● **What the task asks**
Search the data for "point" and copy every matching line.

##### Exercise data #####

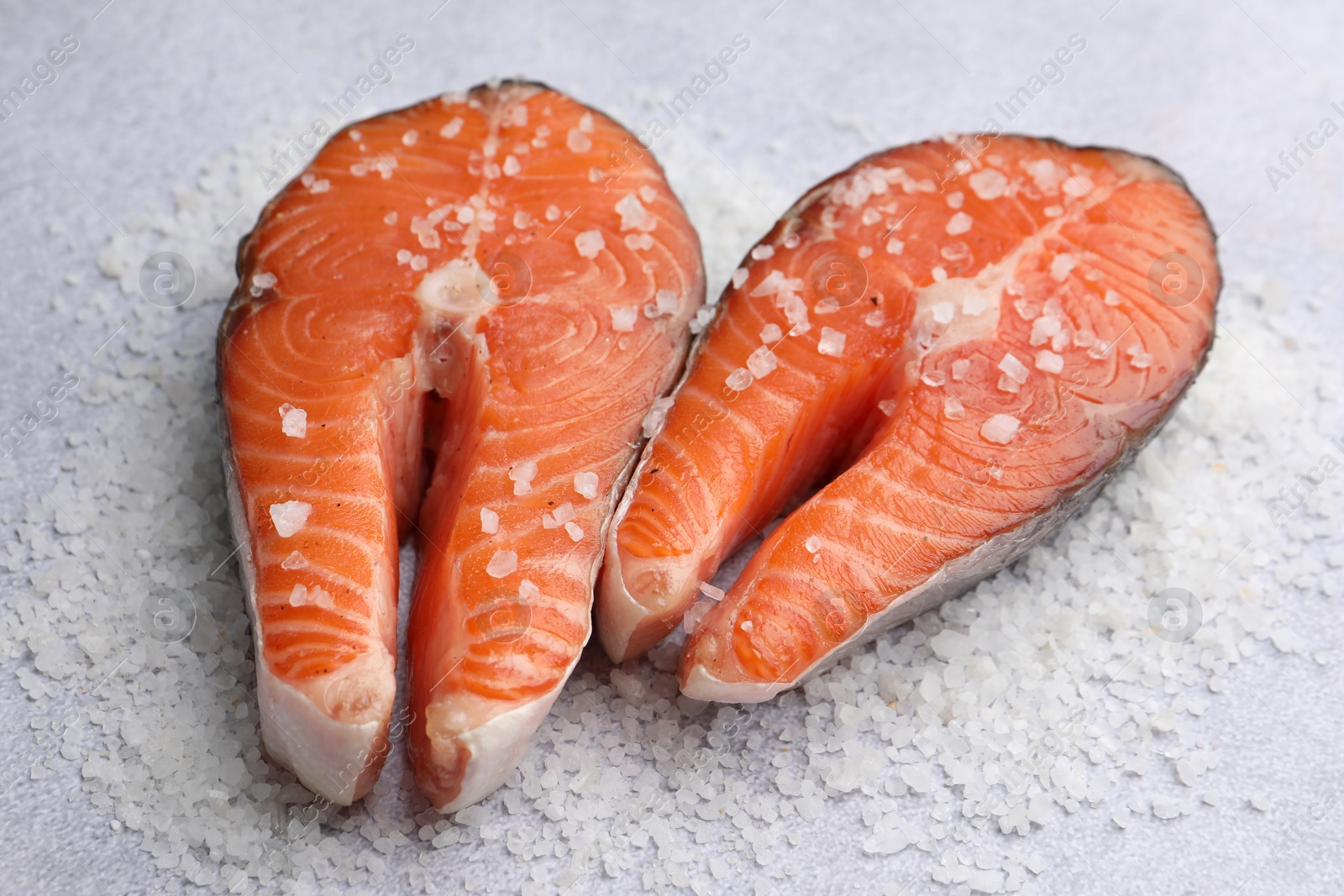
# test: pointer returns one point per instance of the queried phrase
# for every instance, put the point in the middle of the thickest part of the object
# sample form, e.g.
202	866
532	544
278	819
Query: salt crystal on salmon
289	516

#####

● **Answer to this problem**
# test: pointer returns one point per instance of the queried phrase
# for every instance, put the point in the middle of the thickest part of the object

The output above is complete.